Work instructions: Which lines run from the one containing "Point to the gabled roof." to the end of the entries? Copy them exactly, both ends included, and give nothing else.
--- Data under study ---
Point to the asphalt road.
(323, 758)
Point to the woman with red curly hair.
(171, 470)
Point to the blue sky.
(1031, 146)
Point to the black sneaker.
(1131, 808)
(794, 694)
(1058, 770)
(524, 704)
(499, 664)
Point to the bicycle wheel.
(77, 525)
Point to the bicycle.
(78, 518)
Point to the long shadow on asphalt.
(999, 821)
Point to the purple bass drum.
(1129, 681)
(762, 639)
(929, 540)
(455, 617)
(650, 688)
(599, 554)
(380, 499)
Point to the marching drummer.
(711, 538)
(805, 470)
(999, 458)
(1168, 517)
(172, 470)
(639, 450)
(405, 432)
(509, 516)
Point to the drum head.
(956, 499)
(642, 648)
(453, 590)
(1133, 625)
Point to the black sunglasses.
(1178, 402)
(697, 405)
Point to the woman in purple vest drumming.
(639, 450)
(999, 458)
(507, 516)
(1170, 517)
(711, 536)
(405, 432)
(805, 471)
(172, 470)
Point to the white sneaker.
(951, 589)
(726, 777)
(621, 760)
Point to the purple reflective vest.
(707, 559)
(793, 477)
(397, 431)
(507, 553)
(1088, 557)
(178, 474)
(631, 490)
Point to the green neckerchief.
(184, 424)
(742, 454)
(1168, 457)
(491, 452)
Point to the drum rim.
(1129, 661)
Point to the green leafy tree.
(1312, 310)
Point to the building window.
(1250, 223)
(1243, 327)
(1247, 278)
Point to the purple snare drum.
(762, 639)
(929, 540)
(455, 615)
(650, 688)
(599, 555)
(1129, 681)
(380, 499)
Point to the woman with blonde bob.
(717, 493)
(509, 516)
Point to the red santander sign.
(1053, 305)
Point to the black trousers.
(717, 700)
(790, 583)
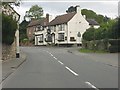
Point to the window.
(61, 27)
(54, 28)
(61, 37)
(39, 28)
(72, 39)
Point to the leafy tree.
(92, 15)
(9, 27)
(71, 9)
(34, 12)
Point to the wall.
(75, 25)
(8, 51)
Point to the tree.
(92, 15)
(71, 9)
(34, 12)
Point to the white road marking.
(60, 62)
(51, 55)
(91, 85)
(55, 58)
(71, 71)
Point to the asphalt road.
(57, 68)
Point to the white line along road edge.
(71, 71)
(91, 85)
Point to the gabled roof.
(42, 22)
(62, 19)
(92, 22)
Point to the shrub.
(9, 27)
(114, 49)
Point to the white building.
(64, 29)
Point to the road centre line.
(71, 71)
(60, 62)
(88, 83)
(55, 58)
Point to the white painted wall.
(37, 37)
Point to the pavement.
(9, 66)
(60, 68)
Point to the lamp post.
(17, 42)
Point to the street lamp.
(17, 38)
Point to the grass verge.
(91, 51)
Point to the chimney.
(47, 17)
(78, 10)
(84, 16)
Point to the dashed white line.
(71, 71)
(92, 86)
(51, 55)
(60, 62)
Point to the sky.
(54, 8)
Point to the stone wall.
(8, 51)
(111, 45)
(96, 45)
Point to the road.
(57, 68)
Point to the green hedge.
(9, 27)
(115, 45)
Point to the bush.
(114, 49)
(9, 27)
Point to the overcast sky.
(109, 8)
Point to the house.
---
Solution to this problem:
Point to the gabled roof.
(42, 22)
(62, 19)
(92, 22)
Point to the shrub.
(9, 27)
(114, 49)
Point to the white building.
(64, 29)
Point to the road centre line.
(71, 71)
(60, 62)
(88, 83)
(55, 58)
Point to the white painted wall.
(37, 37)
Point to the pavement.
(9, 66)
(60, 68)
Point to the lamp post.
(17, 42)
Point to the street lamp.
(17, 38)
Point to the grass verge.
(91, 51)
Point to the chimney.
(47, 17)
(78, 10)
(84, 16)
Point to the dashed white line.
(71, 71)
(92, 86)
(51, 55)
(60, 62)
Point to the sky.
(54, 8)
Point to the stone wall.
(8, 51)
(111, 45)
(96, 45)
Point to the road.
(57, 68)
Point to the green hedge.
(9, 27)
(115, 45)
Point to the bush.
(114, 49)
(9, 27)
Point to the overcast sky.
(109, 8)
Point to the house.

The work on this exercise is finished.